Your task = Return everything from "Once upon a" down to "of hedonic preference." in the article on non-dairy milks, copied word for word.

Page extract =

Non-Dairy 'Milks' – Once The Digestive Solution, Now Part Of The Problem

As a dietitian employed in a gastroenterology practice, I am on the front lines of the dairy-free revolution. The vast majority of my patients struggle with digestive problems, and when they decide to test the utility of diet eliminations, dairy is often among the first foods to go.  My patients with Irritable Bowel Syndrome often believe dairy provokes digestive distress. Those with Crohn’s disease or colitis often read online that the “right” diet for their condition involves eliminating dairy. Otherwise healthy patients of mine who lost their lactose tolerance earlier in life switched to soy milk and never looked back. Folks who lost their lactose tolerance as the result of intestinal damage from undiagnosed celiac disease never bothered re-testing the dairy waters once their gut healed on a gluten-free diet. For these reasons – and a laundry list of others – most patients I see have at least experimented with a dairy-free diet.

Once upon a time, the handful of dairy-free “milk” options – soy milk and rice milk, followed soon by almond milk – were reasonably easy to navigate. They had a common set of advantages: All were lactose-free, vegan, calcium- and Vitamin D-fortified products that were suitable for people with an allergy to cow’s milk protein. Soy milk offered a nutritional edge in terms of protein, whereas rice milk and almond milk tended to win out on flavor. But all three made a passable stand-in for cow’s milk in one’s morning cereal or latte, and people generally chose between them as a matter of hedonic preference.

Data under study =
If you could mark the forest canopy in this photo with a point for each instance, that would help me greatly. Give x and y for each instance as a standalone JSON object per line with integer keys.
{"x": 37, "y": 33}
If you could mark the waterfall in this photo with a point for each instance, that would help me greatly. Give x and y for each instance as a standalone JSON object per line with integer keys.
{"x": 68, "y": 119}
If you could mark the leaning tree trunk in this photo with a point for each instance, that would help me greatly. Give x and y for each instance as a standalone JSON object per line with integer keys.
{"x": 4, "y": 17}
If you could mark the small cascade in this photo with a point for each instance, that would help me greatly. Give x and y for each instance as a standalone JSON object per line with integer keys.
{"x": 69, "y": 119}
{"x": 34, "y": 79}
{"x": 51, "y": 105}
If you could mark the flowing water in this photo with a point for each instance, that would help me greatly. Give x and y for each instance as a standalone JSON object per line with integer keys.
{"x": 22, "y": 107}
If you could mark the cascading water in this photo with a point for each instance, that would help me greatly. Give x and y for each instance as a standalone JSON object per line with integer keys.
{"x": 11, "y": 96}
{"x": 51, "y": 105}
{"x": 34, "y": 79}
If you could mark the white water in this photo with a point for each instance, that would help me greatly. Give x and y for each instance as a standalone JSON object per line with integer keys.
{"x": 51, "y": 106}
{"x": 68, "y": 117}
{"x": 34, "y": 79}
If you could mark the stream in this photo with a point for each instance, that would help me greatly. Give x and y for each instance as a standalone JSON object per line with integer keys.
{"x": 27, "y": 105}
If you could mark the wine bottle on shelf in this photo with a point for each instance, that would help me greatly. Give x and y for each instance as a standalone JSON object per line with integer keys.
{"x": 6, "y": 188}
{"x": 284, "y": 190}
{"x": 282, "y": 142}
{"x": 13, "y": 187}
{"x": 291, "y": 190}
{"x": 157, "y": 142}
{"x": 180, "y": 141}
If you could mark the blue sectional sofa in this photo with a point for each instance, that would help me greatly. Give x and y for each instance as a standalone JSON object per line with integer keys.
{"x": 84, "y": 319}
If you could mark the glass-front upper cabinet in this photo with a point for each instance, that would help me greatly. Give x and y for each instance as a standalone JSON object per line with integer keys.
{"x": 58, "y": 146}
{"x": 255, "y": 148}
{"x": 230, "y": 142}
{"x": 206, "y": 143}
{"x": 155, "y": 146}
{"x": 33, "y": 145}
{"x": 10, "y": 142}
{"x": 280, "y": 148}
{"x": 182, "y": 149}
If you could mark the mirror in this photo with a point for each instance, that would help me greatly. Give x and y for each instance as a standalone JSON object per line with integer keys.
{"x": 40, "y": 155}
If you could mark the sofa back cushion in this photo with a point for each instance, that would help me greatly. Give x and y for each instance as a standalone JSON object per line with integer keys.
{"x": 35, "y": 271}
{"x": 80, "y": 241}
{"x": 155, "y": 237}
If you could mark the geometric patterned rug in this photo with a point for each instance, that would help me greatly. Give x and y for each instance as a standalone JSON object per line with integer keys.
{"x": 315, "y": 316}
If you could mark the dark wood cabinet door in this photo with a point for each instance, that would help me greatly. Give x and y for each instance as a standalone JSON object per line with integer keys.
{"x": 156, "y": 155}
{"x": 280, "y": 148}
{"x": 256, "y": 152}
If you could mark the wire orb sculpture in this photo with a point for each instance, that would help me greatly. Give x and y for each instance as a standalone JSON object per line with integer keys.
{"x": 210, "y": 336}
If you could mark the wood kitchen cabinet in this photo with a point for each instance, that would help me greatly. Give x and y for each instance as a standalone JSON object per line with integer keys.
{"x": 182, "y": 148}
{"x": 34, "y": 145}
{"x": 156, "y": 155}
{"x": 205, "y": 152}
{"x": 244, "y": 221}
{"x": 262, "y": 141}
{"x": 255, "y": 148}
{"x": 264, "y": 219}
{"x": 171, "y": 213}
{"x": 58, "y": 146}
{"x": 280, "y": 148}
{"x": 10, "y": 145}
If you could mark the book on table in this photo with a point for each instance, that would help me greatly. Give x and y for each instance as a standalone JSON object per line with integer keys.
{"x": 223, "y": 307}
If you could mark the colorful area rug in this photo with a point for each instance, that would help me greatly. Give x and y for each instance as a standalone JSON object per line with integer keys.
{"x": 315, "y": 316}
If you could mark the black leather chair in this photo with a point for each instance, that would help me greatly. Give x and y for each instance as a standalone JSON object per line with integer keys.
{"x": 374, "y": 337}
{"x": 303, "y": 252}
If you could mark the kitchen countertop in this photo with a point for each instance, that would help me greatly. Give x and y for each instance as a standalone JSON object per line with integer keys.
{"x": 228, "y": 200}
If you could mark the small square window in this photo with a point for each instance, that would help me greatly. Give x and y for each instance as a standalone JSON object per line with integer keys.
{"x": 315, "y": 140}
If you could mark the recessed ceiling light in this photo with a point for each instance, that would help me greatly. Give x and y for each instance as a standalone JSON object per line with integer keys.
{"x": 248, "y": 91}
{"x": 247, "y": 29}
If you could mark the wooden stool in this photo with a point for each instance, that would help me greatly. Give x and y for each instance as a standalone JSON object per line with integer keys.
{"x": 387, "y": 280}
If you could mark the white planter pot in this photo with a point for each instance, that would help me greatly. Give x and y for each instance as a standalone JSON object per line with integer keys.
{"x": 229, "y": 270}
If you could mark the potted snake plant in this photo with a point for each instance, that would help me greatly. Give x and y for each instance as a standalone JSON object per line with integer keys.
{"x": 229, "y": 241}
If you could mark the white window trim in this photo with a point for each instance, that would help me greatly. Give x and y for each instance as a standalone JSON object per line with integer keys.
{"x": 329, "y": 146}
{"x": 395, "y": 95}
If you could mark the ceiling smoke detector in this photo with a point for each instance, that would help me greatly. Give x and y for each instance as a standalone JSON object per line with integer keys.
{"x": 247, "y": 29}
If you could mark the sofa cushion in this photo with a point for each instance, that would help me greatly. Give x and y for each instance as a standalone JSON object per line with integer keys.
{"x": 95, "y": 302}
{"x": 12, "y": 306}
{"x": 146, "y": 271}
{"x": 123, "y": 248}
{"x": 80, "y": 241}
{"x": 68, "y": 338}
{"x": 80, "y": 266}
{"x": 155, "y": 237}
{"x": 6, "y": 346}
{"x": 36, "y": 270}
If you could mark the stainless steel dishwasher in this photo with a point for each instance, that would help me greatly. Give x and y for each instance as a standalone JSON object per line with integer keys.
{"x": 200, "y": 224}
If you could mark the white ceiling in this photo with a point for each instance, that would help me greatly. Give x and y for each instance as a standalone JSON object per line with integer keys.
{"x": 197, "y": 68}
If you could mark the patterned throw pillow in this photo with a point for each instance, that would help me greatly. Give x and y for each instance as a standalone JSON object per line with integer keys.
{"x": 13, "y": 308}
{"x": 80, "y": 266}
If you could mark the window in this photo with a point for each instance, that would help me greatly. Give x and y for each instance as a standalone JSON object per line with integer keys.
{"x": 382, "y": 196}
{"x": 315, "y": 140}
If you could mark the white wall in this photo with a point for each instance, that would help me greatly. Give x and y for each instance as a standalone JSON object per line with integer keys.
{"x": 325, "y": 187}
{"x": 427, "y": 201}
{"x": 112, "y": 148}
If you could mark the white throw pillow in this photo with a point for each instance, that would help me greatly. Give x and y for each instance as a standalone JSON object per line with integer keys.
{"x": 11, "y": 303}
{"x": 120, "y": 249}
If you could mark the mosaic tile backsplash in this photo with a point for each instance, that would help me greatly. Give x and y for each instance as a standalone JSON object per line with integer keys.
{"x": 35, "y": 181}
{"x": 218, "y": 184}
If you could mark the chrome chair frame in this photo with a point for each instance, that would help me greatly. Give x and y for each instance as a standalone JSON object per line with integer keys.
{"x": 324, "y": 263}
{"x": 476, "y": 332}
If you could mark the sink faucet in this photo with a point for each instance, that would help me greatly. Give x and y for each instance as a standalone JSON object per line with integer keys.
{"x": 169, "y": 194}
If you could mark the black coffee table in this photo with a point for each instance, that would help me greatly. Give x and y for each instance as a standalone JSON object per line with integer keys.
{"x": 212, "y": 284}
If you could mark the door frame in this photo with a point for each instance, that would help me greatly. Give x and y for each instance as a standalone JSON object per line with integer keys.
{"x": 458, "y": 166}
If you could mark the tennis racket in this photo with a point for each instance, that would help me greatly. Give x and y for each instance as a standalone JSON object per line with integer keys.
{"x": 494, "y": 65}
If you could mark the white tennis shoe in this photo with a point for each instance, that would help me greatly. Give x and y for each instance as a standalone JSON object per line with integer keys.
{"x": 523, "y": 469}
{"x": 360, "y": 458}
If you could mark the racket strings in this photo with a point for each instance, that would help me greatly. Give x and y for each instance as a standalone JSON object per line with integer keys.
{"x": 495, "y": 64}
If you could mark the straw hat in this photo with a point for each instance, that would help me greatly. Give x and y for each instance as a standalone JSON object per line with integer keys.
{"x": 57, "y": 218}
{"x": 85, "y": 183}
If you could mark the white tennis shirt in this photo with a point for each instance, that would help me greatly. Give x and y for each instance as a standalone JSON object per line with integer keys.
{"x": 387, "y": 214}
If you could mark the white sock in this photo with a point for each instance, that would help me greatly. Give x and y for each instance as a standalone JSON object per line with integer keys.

Solution to the problem =
Once upon a time, the handful of dairy-free “milk” options – soy milk and rice milk, followed soon by almond milk – were reasonably easy to navigate. They had a common set of advantages: All were lactose-free, vegan, calcium- and Vitamin D-fortified products that were suitable for people with an allergy to cow’s milk protein. Soy milk offered a nutritional edge in terms of protein, whereas rice milk and almond milk tended to win out on flavor. But all three made a passable stand-in for cow’s milk in one’s morning cereal or latte, and people generally chose between them as a matter of hedonic preference.